Data Makes Amsterdam Smart
 MIT Sloan Management Review looked at Amsterdam’s Smart City initiative and took away six lessons, many of which revolved around how the city uses data. GPS data from an Amsterdam-based navigation software and technology provider helps manage traffic flow in real time. Recent data also lets planners do their planning based on recent changes: for example, the city has 25% fewer cars and 100% more scooters than it did in 2011. And, of course, the review suggests that a city needs a CTO to tie it all together. The study rewards a deep dive and there’s a reference to the TV show Get Smart if you read until the end, but the TL;DR is clear: If you’re not capturing and acting on data, you are going to have one dumb city to manage.

Y Combinator Steps Toward Basic Income Study
 Back in January we noted that the venture fund Y Combinator would fund a five-year study to test whether basic income could work. Now Y Combinator says it will precede that study with a short-term pilot in Oakland (Venture Beat). It’s still very early on (key quote from the press release: “We’ll be spending the next few months designing the pilot”) and it’s very much in their interest to think this out well, since conventional economic wisdom is still extremely skeptical. Today’s evidence: Eduardo Porter’s New York Times op-ed, which argues that universal basic income not only won’t solve poverty but will create more problems.

Social Media Leaders Reach Agreement With European Regulators
 Facebook and Google devote much of their efforts in Europe nowadays to not angering regulators, so it’s no surprise that both companies, along with Microsoft and Twitter, have enthusiastically signed on to a self-policing “Code of Conduct” with the EU’s European Commission (recode) under which the tech giants say they will police hate speech on their platforms. The elements of the code are anodyne; only the borderline paranoid would worry about the bullet point calling for the companies to “intensify cooperation … to enhance best practice sharing.” The Code doesn’t seem to change any publicized company policies, but the four companies are probably all relieved to give European regulators an excuse to be happy with them for a day.

____________

*GIVEN INSTRUCTION A*
Filter the entries, copying each line that contains the string "glossy". Treat the match as case-sensitive.
*GIVEN INSTRUCTION B*
Extend the technology news roundup, continuing from its final sentence.
The technology news roundup and the entries are independent of each other.

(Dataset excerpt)
____________

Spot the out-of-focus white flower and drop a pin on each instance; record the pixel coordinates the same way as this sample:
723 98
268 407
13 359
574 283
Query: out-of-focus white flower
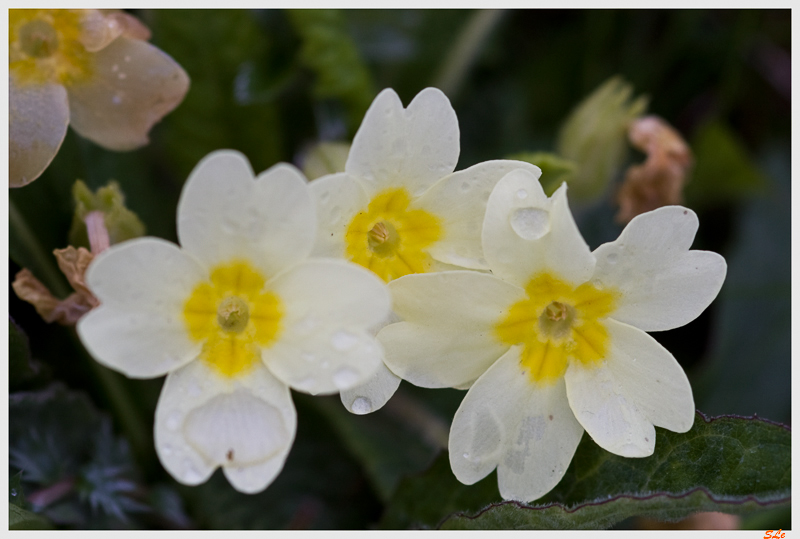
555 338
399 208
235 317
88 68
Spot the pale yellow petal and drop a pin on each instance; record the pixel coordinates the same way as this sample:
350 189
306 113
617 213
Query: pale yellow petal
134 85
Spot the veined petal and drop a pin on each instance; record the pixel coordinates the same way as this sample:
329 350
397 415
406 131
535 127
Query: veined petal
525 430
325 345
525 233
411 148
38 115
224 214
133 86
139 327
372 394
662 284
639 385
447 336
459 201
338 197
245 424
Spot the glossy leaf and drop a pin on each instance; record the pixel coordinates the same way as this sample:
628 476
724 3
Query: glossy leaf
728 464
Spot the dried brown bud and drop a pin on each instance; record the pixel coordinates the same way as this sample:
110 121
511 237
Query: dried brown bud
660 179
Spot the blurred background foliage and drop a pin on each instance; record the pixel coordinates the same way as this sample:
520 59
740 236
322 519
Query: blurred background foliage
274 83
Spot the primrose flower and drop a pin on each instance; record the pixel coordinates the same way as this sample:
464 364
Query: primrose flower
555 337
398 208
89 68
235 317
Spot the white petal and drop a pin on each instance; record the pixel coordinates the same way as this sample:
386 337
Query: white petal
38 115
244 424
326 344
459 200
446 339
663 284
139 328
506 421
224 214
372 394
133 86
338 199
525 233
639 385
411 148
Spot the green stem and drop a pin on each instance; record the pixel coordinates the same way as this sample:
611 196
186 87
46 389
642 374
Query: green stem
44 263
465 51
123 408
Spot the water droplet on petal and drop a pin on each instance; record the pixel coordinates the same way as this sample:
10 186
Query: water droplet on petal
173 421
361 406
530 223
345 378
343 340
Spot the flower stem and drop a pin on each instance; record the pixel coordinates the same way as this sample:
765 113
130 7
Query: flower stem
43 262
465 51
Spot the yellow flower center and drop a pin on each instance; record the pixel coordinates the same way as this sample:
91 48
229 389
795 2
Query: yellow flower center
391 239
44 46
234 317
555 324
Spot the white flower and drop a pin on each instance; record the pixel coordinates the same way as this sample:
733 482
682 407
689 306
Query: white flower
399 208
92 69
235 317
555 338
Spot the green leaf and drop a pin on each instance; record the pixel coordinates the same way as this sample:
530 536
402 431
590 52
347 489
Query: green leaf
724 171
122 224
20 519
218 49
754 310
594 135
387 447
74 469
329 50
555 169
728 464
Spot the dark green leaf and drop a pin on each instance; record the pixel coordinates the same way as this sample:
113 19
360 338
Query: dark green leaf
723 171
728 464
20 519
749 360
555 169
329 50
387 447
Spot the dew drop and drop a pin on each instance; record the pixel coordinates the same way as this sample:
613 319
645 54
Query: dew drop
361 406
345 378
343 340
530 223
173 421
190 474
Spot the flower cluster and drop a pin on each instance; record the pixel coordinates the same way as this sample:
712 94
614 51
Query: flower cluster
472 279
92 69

____________

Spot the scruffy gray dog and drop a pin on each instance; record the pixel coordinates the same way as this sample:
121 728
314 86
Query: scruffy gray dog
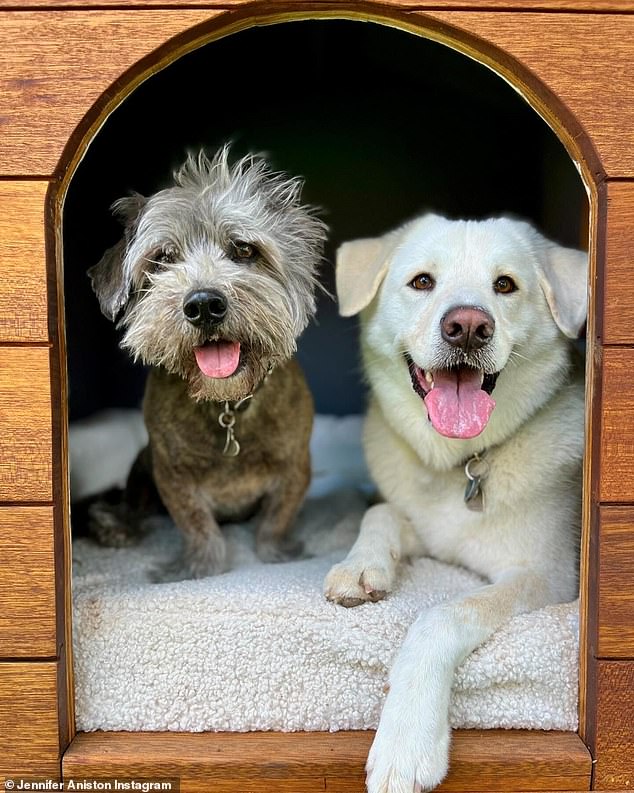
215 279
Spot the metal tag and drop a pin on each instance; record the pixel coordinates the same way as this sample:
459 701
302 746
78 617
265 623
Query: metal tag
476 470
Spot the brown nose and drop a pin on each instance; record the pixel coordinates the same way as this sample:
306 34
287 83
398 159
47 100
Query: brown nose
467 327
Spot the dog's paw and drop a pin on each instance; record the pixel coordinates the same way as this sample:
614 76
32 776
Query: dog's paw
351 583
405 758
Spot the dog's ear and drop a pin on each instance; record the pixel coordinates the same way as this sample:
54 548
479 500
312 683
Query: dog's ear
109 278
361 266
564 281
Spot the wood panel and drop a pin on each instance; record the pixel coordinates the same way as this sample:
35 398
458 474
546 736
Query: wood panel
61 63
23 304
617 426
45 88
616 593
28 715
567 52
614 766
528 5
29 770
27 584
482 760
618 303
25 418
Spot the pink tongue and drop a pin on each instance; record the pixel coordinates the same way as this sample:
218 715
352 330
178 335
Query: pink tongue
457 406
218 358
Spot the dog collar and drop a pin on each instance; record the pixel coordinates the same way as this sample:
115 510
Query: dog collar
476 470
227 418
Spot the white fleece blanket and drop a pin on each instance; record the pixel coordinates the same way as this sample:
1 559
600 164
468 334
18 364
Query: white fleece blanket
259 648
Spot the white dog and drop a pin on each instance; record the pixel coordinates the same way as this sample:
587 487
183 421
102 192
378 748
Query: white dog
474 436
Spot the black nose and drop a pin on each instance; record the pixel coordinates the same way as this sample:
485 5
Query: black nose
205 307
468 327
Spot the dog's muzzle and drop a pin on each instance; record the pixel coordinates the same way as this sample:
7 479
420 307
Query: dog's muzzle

____________

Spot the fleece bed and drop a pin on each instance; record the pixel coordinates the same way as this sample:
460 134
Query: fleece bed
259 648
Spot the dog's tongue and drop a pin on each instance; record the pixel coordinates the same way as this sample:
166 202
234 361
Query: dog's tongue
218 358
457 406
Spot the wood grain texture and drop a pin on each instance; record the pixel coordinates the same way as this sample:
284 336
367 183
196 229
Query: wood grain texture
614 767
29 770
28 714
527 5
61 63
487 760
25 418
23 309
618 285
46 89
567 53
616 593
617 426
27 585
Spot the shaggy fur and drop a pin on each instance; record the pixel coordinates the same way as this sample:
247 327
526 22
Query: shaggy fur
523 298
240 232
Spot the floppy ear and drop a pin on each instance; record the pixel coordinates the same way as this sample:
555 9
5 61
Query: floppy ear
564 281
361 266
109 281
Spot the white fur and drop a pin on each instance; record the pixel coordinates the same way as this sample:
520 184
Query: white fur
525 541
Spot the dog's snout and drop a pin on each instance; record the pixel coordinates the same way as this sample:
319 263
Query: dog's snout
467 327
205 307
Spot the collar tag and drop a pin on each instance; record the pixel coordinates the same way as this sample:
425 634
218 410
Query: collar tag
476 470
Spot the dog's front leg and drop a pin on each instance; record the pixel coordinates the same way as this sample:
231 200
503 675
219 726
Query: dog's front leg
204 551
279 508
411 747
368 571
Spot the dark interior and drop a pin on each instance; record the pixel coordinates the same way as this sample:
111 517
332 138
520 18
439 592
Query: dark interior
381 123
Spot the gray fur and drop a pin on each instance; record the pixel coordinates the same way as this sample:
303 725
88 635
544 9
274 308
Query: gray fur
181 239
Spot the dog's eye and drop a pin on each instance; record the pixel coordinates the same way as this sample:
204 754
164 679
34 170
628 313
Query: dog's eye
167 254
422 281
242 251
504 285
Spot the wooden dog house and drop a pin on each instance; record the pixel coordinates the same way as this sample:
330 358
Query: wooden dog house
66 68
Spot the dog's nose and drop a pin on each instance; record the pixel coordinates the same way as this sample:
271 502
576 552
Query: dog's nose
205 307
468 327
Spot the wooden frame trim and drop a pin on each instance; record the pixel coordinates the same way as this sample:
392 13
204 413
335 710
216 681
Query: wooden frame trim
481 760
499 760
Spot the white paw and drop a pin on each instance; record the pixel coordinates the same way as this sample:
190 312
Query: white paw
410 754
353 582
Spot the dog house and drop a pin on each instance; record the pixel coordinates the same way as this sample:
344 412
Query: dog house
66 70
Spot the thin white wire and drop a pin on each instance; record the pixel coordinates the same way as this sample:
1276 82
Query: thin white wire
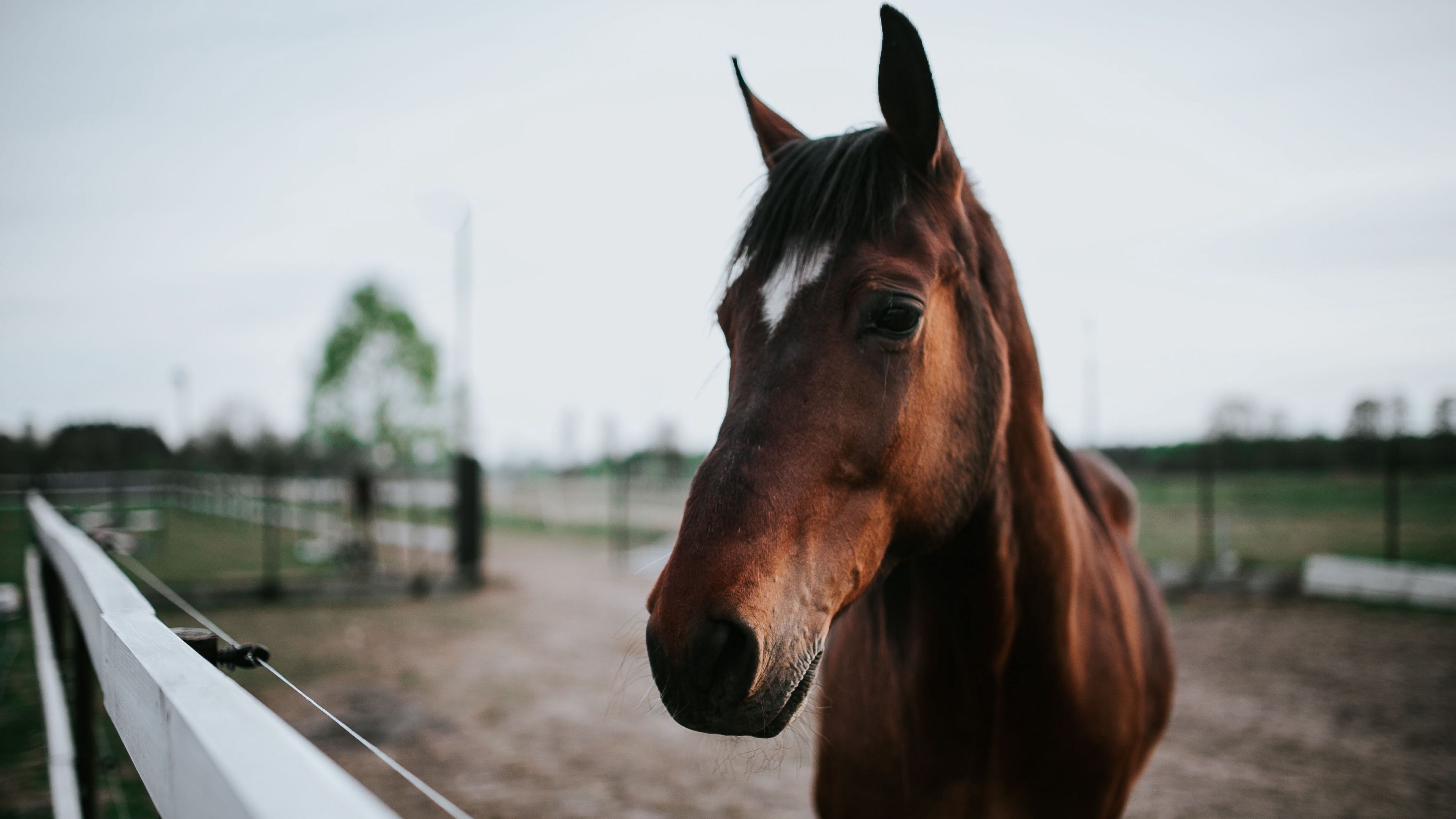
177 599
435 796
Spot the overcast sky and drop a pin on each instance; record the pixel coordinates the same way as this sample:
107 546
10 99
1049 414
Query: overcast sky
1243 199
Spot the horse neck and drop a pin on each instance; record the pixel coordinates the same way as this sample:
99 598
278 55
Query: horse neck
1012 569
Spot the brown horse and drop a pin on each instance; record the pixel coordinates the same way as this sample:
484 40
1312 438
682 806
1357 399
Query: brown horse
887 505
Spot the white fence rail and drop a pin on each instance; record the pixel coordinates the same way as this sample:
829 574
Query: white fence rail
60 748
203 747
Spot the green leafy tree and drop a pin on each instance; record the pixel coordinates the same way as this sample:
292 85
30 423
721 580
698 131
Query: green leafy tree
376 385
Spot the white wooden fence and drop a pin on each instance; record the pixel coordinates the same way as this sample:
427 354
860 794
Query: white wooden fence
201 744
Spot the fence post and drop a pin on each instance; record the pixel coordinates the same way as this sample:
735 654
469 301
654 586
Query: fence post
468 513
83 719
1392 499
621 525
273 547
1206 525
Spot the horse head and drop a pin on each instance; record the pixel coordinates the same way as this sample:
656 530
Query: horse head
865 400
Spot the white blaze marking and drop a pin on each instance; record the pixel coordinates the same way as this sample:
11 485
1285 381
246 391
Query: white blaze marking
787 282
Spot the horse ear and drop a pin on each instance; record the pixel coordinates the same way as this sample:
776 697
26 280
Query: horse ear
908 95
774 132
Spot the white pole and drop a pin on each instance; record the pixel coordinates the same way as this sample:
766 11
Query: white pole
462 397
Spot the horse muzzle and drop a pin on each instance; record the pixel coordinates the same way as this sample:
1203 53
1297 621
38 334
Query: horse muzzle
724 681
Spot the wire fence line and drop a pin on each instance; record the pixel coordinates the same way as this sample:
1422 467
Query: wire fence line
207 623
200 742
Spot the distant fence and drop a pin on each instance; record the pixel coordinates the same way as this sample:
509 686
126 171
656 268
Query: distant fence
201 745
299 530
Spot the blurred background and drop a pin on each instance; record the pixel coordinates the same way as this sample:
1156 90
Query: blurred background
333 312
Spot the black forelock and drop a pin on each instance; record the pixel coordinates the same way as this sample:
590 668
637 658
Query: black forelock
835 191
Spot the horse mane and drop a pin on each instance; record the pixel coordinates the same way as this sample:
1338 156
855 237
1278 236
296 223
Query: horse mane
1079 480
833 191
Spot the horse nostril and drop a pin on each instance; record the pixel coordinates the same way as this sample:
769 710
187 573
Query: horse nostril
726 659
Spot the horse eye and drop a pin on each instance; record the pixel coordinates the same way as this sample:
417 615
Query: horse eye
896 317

____________

*WRITTEN RESPONSE A*
Spot the glossy leaf and drop a pin on each instance; record the pixel coordinates the same way as this sample:
Query: glossy leaf

*WRITTEN RESPONSE B*
An Open Office That Works for Introverts
 We’re big fans of open offices here at NewCo. Many people have to work in them even if they don’t want to, though, and a significant subset of those people are introverts who’d much rather have their own private spaces. Susan Cain, perhaps the world’s most famous introvert, has some advice for how introverts can thrive in open offices (Quartz) among them get good headphones, sneak out to a coffee shop if you can (even though coffee shops aren’t exactly private), and, as she puts it, “lean into Slack.” Speaking of which …

Consultants Are Helping Corporate America Slack
 There may be a millennial backlash against the chat client Slack taking over their work lives, but that’s not stopping a new generation of consultants from teaching corporate American how to use it (Bloomberg). As with Facebook, Snapchat, and so many other technology platforms that start with the young and then migrate up, Slack is having its moment as a millennial tool that the olds are discovering or ruining, depending on your point of view. We hope the tool survives its move upmarket.

Do You Want To Complain to Airbnb About Your Neighbors?
 Now you can.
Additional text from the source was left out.